» **Excerpted text**:
|---|

Building your own DB Copilot for Azure SQL with Azure OpenAI GPT-4

Valentina Alto

Large Language Models (LLMs) have proven exceptional capabilities in chatting with unstructured, text data. But what if we want to interact with structured data?

To do so, we will need to build an LLM-powered Agent which is able to reason over structured data, in our specific case an Azure SQL DB. Luckily for us, we don’t have to build this connection from scratch.

LangChain, a lightweight library which make it easy to embed and orchestrate LLMs within applications, provides a set of toolkits to make Agents capable of connecting and execute actions over external tools. In my latest article, we’ve seen how, among the tools LangChain provides out of the box, LLM-powered agents are able to connect and use Azure Cognitive Services skills. In this article, we will use the same framework to connect over an Azure SQL DB where we will upload the Titanic dataset (you can download it from Kaggle here).

Loading Data Into an Azure SQL

The first thing we need is our structured DB. For this purpose, I will be using an Azure SQL Database, a fully managed DB engine running on Azure. To create your Azure SQL DB, you can follow the tutorial here.

|---|

» **Activity list**:
- A) Rewrite the paragraph of the DB Copilot article that begins "LangChain, a lightweight library" as a short bulleted list that keeps its main facts.
- B) According to the DB Copilot article, which dataset will be uploaded to the Azure SQL DB?
- C) Pick up the DB Copilot article right after its final sentence and keep writing it.

|---|

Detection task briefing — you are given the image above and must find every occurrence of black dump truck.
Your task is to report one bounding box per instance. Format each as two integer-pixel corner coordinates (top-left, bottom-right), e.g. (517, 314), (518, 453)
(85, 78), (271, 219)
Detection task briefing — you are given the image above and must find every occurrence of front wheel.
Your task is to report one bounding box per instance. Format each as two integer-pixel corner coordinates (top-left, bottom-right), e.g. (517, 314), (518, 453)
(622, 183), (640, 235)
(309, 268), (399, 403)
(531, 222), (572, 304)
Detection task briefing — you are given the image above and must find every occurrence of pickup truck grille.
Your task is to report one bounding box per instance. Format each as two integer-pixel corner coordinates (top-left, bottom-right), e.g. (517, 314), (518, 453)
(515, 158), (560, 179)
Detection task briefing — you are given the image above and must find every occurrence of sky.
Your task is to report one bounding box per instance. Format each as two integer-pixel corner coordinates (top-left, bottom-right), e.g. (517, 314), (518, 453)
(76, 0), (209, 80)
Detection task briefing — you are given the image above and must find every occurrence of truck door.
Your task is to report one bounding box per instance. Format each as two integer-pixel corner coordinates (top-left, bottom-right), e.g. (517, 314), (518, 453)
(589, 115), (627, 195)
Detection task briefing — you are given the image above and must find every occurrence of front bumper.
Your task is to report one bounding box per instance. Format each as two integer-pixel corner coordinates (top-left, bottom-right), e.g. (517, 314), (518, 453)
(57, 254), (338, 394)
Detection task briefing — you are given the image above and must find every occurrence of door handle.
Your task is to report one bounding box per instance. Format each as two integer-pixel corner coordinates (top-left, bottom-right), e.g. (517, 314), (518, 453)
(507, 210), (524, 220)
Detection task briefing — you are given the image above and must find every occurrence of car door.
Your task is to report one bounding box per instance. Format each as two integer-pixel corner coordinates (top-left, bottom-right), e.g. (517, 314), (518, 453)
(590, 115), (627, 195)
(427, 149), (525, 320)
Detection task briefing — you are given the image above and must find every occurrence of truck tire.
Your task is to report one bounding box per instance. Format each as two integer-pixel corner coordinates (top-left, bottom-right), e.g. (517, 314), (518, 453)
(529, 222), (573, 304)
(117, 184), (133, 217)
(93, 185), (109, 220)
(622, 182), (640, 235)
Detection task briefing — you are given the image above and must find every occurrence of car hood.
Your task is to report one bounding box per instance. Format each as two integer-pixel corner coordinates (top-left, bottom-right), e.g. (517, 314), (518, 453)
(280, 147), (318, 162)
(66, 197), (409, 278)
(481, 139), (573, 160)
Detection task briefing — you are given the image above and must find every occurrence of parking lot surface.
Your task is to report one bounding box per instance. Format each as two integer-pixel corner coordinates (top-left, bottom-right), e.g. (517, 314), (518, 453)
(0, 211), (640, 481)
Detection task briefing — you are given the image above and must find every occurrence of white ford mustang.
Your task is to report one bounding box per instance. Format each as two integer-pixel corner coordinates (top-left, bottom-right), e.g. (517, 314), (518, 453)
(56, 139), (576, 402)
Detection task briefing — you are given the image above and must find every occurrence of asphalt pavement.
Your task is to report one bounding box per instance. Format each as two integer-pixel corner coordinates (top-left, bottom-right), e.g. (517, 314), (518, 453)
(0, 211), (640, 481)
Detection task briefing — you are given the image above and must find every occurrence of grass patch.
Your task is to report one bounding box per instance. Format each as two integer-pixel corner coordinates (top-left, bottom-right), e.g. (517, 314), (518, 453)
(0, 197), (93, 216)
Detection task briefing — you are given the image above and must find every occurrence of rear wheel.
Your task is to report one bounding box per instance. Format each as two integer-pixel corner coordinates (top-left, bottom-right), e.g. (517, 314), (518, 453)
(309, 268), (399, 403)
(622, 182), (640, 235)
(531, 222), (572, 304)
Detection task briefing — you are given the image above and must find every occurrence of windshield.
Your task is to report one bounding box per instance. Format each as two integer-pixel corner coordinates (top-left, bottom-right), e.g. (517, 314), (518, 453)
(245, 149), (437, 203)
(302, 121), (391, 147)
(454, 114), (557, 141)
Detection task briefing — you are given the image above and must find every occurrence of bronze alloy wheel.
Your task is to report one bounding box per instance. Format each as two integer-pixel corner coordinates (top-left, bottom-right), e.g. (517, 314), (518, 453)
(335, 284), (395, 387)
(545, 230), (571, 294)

|---|

» **Answers for the tasks**:
- A)
- LangChain is a lightweight library that makes it easy to embed and orchestrate LLMs within applications.
- It provides toolkits that let Agents connect to external tools and execute actions on them.
- The previous article showed LLM-powered agents connecting to and using Azure Cognitive Services skills, one of the tools LangChain provides out of the box.
- This article uses the same framework to connect to an Azure SQL DB loaded with the Titanic dataset, which can be downloaded from Kaggle.

- B) The Titanic dataset, which can be downloaded from Kaggle.

- C)
Once we have a DB up and running, we need to populate it with our data. To do so, I will use Python to connect to my DB via ODBC and to push data into it. Thus, we first need to gather our Azure SQL DB credentials and set them as environmental variables:

import os  
  
os.environ["SQL_SERVER_USERNAME"] = "username" 
os.environ["SQL_SERVER_ENDPOINT"] = "endpoint"
os.environ["SQL_SERVER_PASSWORD"] = "password"  
os.environ["SQL_SERVER_DATABASE"] = "database"

You can retrieve those information in the Azure SQL DB pane within the Azure Portal, under the tab “connection”:

Next, let’s save into a pandas dataframe our csv file (which I’ve saved into the folder ‘data’):

import pandas as pd
titanic = pd.read_csv("data/titanic.csv").fillna(value=0)

Finally, let’s insert our dataframe into the Azure SQL DB using the pyodbc library for connectivity (using the same variables as before).

# Create dataframe from csv file

cnxn = pyodbc.connect(f'DRIVER={driver};SERVER={server};PORT=1433;DATABASE={database};UID={username};PWD={password}')  
cursor = cnxn.cursor()  

# Define the create table statement
create_table_query = """
CREATE TABLE Titanic (
    PassengerId int PRIMARY KEY,
    Survived bit NOT NULL,
    Pclass int NOT NULL,
    Name varchar(100) NOT NULL,
    Sex varchar(10) NOT NULL,
    Age float NULL,
    SibSp int NOT NULL,
    Parch int NOT NULL,
    Ticket varchar(20) NOT NULL,
    Fare float NOT NULL,
    Cabin varchar(20) NULL,
    Embarked char(1) NULL
);
"""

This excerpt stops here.